▸ **Dataset content**
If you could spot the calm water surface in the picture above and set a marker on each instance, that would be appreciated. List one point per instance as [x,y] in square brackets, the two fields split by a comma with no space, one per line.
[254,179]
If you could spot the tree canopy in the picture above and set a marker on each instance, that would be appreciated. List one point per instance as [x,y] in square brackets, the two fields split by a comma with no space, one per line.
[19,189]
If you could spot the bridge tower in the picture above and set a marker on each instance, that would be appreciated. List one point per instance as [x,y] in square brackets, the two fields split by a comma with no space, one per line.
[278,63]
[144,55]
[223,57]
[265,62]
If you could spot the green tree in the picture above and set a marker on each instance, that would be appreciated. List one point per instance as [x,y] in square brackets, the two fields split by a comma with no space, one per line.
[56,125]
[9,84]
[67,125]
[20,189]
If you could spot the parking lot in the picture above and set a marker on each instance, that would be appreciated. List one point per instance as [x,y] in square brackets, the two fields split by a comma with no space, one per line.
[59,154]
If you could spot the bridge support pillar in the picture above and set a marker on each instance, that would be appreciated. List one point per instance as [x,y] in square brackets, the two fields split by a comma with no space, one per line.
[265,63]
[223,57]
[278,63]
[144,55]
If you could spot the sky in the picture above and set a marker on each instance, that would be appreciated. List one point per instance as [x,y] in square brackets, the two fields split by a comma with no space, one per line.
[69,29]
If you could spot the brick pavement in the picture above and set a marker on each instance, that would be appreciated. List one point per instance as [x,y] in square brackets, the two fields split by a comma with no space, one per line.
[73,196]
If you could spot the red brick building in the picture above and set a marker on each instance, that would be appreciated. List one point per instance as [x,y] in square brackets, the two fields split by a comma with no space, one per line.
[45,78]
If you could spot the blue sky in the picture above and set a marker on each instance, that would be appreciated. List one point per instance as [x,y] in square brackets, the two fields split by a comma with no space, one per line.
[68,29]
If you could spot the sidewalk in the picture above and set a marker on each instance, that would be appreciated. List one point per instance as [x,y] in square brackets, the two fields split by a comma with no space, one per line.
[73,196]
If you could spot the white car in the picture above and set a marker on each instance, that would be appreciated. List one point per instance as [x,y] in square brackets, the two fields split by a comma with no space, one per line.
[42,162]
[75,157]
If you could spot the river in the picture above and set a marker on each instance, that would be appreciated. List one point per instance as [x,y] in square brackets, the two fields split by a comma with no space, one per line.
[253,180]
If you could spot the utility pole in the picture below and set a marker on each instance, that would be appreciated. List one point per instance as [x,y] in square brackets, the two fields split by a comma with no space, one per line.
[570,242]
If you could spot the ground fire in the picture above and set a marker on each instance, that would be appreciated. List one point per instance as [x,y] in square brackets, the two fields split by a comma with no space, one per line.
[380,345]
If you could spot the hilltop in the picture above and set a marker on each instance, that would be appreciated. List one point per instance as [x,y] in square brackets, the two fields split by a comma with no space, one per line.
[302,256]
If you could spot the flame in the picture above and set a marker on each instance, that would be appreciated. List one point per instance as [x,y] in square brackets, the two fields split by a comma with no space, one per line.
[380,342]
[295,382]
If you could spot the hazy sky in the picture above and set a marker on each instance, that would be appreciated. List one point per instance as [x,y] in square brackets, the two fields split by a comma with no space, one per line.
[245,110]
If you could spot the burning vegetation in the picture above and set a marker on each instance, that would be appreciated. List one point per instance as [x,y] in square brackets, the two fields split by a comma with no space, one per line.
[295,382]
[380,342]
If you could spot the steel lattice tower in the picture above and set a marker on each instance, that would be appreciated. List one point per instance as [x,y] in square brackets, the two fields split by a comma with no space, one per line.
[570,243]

▸ **Problem statement**
Quote all of the entries exactly as they appear.

▸ **Task response**
If you could spot the calm water surface in the picture above and set a marker on each instance, that would be appreciated. List one point per instance as [x,y] in square brackets, the two fields split by a comma with no space, one per line.
[254,179]
If you could spot the tree canopy in the picture above and set a marker on each instance, that would be appreciated. List one point per instance as [x,y] in square brackets, the two fields split by a comma with no space, one per line.
[19,189]
If you could spot the bridge tower in the picture above and set a marker on each instance, that would be appreciated. List one point per instance as [x,y] in square brackets, the two fields split by a comma with no space, one per line.
[278,63]
[144,55]
[223,57]
[265,62]
If you could spot the green tree in the picture above and set a marker on each instance, that would be appreciated. List one point per instance as [x,y] in square brackets, the two fields split by a comma with no space, one per line.
[56,125]
[9,84]
[67,125]
[20,189]
If you could spot the parking lot in the picture above and set a marker on each instance, that would be appreciated. List one point per instance as [x,y] in square brackets, the two fields split by a comma with no space, one per line.
[59,154]
If you could spot the bridge support pillar in the picture above and set a marker on each instance, that would be appreciated. List one point per instance as [x,y] in square brackets, the two fields split by a comma with no space, one per line.
[265,63]
[223,57]
[278,63]
[144,55]
If you could spot the sky in the picture above and set a marker on each instance, that would be appreciated. List one point per instance as [x,y] in square brackets, the two fields split by a comma with no space, one per line.
[69,29]
If you could spot the brick pavement in the picture above and set a marker on each instance, that would be appreciated. List one point per instance as [x,y] in square brackets, the two fields split by a comma with no space, one per line.
[73,196]
If you could spot the red brick building in the picture above and set a marker on each instance, that would be appreciated. List one point per instance as [x,y] in square brackets, the two fields split by a comma with no space, one per line.
[45,78]
If you could spot the blue sky in the picture above and set a marker on each instance, that would be appreciated. List one point per instance as [x,y] in square brackets, the two fields split by a comma with no space, one per line.
[68,29]
If you could spot the sidewalk in the picture above and set a marker on each instance, that would be appreciated. List one point per instance as [x,y] in square brackets, the two fields split by a comma with no space, one per line.
[73,196]
If you could spot the white car in the picture above and set a marker on each instance, that would be appreciated. List one point per instance as [x,y] in square brackets, the two fields split by a comma with no space, one per line.
[42,162]
[75,157]
If you could spot the river in the picture above and set a marker on each instance, that would be appreciated. List one point per instance as [x,y] in square brackets, the two fields split by a comma with no space, one per line.
[253,180]
If you could spot the utility pole in the picture below and set a marker on each instance, that would be appreciated. List one point per instance as [x,y] in square brackets, the two fields split by a comma with no space, one per line.
[570,242]
If you could spot the ground fire in the picture above and set a marker on each instance, that would be appreciated. List one point per instance as [x,y] in square brackets, the two fields split by a comma with no space, one per line.
[380,345]
If you could spot the hilltop in the picture above and set a marker on each instance, that would be appreciated. List one point per instance as [x,y] in square brackets, the two fields split by a comma with no space, one per line.
[302,256]
If you could spot the flame in the picture above and set a marker on each instance, that would be appreciated. List one point per instance as [x,y] in square brackets, the two fields split by a comma with no space, one per line.
[380,342]
[295,382]
If you could spot the hazy sky in the picture above and set a marker on each instance, that would be appreciated. List one point per instance as [x,y] in square brackets, the two fields split by a comma with no space, one per line.
[245,110]
If you could spot the burning vegetation in the picture above and set a marker on each instance, that would be appreciated. List one point per instance as [x,y] in square brackets, the two fields split by a comma with no space, one per line.
[295,382]
[380,342]
If you could spot the steel lattice tower in the picture above and set a marker on each instance, that would be appreciated. List one point per instance as [x,y] in square brackets, the two fields split by a comma with no space, one per line.
[570,243]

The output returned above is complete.